(Natural language region descriptions)

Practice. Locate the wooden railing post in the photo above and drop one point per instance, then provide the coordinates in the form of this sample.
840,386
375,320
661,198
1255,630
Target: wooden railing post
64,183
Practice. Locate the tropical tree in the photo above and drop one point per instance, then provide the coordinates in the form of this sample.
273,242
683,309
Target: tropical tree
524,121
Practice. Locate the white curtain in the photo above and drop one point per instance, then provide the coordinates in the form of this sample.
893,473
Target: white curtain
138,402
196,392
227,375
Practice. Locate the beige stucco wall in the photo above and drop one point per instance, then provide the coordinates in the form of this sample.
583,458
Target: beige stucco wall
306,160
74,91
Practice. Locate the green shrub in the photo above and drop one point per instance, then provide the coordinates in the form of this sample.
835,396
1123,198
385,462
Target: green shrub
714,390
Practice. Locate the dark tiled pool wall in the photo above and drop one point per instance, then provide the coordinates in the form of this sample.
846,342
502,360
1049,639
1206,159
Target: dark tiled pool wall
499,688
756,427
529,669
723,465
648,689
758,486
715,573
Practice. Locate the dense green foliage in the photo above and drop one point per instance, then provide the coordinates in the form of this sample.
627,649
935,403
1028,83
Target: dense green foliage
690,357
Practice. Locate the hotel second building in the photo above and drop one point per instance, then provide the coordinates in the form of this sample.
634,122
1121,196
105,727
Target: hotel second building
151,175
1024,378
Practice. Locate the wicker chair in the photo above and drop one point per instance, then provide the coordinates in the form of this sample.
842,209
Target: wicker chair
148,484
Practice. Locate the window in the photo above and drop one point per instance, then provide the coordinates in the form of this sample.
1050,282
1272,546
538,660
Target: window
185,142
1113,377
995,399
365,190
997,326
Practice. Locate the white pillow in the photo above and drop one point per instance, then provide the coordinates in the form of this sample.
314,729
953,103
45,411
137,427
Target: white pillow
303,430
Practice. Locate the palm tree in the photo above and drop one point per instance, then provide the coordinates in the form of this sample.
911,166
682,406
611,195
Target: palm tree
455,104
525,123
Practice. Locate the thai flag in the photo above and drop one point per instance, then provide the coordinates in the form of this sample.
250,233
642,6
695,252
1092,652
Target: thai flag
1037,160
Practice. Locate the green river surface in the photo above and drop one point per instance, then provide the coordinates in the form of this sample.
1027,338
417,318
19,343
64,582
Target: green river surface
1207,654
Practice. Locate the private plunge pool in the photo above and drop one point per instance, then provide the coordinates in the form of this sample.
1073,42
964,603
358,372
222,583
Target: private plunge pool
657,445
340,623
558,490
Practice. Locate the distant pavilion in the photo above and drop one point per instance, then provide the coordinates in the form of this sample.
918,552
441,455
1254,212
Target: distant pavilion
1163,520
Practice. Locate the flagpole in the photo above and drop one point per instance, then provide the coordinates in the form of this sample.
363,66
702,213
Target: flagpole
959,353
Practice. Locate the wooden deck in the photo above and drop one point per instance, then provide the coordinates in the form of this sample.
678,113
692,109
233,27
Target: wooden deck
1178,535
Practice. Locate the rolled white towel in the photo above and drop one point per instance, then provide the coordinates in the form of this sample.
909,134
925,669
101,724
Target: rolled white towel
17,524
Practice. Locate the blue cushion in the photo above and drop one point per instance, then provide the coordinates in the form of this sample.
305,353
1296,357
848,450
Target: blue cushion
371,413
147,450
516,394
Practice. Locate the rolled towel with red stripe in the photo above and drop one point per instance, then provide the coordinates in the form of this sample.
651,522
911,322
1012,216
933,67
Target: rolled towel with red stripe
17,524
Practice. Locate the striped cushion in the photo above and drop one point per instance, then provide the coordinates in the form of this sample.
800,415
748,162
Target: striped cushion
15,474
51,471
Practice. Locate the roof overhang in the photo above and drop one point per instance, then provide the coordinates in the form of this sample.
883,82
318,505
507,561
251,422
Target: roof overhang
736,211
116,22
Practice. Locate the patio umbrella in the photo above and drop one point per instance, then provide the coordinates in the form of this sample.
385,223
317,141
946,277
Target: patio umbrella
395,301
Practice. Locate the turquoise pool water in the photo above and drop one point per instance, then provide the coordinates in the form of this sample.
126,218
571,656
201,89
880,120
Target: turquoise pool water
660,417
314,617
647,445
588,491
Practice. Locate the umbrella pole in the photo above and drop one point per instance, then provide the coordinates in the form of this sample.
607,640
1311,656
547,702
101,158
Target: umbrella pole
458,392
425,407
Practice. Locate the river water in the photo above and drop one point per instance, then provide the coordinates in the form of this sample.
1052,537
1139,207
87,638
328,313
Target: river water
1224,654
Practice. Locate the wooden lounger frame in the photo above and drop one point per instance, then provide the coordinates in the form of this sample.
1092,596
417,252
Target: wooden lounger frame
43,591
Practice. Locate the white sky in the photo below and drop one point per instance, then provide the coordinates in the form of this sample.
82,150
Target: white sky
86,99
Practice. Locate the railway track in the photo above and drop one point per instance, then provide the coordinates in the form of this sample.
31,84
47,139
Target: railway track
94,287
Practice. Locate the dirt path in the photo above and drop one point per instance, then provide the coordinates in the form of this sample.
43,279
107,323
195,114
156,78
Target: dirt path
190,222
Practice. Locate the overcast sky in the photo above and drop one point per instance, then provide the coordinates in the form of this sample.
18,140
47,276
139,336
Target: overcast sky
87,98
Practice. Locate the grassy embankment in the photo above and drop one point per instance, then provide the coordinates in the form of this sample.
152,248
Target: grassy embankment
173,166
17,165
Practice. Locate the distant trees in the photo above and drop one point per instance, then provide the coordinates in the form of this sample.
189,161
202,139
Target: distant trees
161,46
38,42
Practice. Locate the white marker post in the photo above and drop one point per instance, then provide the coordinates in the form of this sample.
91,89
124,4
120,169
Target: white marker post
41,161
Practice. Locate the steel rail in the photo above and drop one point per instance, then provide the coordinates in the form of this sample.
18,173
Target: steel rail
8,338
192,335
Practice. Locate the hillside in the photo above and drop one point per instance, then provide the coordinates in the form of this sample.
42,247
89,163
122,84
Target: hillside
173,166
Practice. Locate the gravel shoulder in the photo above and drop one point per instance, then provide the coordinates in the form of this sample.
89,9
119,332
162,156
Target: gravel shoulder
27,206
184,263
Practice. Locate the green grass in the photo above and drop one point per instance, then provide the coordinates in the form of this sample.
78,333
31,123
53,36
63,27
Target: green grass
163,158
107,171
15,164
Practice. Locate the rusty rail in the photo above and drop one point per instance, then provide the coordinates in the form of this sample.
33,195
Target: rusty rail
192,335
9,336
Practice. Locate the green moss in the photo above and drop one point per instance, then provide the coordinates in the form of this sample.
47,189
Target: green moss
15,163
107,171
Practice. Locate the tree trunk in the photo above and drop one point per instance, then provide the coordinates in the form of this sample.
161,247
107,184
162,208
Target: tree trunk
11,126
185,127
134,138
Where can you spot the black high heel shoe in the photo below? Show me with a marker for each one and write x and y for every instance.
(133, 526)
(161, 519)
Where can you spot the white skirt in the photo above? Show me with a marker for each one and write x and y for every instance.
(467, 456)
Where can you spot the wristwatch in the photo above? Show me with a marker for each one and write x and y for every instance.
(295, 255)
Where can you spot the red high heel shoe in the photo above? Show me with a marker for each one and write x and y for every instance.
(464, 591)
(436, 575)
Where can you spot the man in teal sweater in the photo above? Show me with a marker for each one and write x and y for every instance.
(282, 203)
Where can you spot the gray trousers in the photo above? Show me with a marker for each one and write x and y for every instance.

_YOUR TASK_
Would you quote, exactly and only, the lines from the one containing "Where can you spot the wristwatch" to the end of the entries?

_YOUR SOLUTION_
Where can you spot the wristwatch in the photo above? Show me with a marker for each one and write x and y for every instance.
(295, 255)
Where can you spot the red high heel shoe in the photo above? Show me with a marker for each one and write x and y for every instance.
(464, 591)
(436, 575)
Where can you spot the man in teal sweater in the photo above? Show me with a marker for each one and write x and y for every instance.
(282, 203)
Where can you spot the gray trousers in the photo above? Show me with a marker for each one and write x and y for every instance.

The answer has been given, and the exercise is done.